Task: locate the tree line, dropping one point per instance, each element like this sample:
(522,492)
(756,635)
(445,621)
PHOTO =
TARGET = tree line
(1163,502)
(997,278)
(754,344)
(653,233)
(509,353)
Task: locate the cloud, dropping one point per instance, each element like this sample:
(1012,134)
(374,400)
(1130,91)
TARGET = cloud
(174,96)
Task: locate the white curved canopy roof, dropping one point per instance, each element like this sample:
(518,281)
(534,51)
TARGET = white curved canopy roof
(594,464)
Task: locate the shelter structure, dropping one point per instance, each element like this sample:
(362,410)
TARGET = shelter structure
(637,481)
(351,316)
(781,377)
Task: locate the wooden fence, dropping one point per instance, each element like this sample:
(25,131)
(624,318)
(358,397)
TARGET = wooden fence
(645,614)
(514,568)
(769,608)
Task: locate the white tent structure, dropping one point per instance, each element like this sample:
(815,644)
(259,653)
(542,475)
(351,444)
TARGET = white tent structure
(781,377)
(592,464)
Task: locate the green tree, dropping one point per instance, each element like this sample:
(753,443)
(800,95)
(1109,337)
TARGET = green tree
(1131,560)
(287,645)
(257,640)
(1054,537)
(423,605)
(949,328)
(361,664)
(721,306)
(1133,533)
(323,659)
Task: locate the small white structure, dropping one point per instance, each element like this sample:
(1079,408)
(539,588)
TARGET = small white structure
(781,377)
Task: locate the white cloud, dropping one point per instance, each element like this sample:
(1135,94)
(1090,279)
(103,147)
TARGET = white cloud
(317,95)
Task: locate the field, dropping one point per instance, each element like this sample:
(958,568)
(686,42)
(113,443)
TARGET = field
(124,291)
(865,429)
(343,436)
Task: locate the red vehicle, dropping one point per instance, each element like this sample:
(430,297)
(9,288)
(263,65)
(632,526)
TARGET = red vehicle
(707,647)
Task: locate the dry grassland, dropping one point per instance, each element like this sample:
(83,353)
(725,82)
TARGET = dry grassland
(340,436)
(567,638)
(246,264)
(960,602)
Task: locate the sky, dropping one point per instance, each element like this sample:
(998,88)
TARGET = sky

## Your task
Return every entry verbatim.

## Written response
Task: locate the tree line, dropping one point per instance, each element like this sample:
(522,492)
(756,635)
(445,621)
PHOTO =
TARGET = tree line
(1163,502)
(997,278)
(754,344)
(653,233)
(509,353)
Task: locate the cloud, dropping one point per instance, each element like this sample:
(1012,134)
(374,400)
(1130,91)
TARGET = cloud
(174,96)
Task: locate the white curved canopy roof, dropping one point per instance, each element like this sample:
(518,281)
(534,51)
TARGET = white curved canopy roof
(594,464)
Task: locate the shelter structure, dropping one point per instance, each element like this sample:
(362,410)
TARGET = shelter structure
(637,481)
(351,316)
(781,377)
Task: locate the wooden fence, dropping one point per instance, each element like this sample:
(25,131)
(624,318)
(358,397)
TARGET = wooden fence
(645,614)
(514,568)
(769,608)
Task: locate the white tent structure, dropping one point per instance, each element like this sample:
(815,644)
(259,653)
(542,475)
(351,444)
TARGET = white tent structure
(781,377)
(592,464)
Task: locate the green tree, dropping one point per instance, each element like this sample:
(753,443)
(800,95)
(1109,337)
TARGET = green tree
(1131,560)
(287,645)
(257,640)
(1054,537)
(423,605)
(949,328)
(361,664)
(721,306)
(1133,533)
(323,659)
Task: locate the small white structure, dropping one point per instance, each element like this sample:
(1079,408)
(539,588)
TARGET = small white structure
(781,377)
Task: locate the white cloud, dropping one point per instance, each element like this sample:
(1135,94)
(1090,279)
(103,147)
TARGET = white cloud
(317,95)
Task: locate the field, dropping one point per instance, each element like this sample:
(958,568)
(686,42)
(113,443)
TARGET = field
(124,291)
(865,429)
(343,436)
Task: locate the red vehicle, dropping one point per instance, each element like this sample:
(430,297)
(9,288)
(263,65)
(632,526)
TARGET = red vehicle
(707,647)
Task: locate the dry grassland, dropping one point per instance, each element like this sample:
(83,353)
(725,82)
TARGET = dry grassland
(340,436)
(567,638)
(246,264)
(960,602)
Task: locate the sky, dropping one point per instance, each element like this sample:
(998,88)
TARGET = sky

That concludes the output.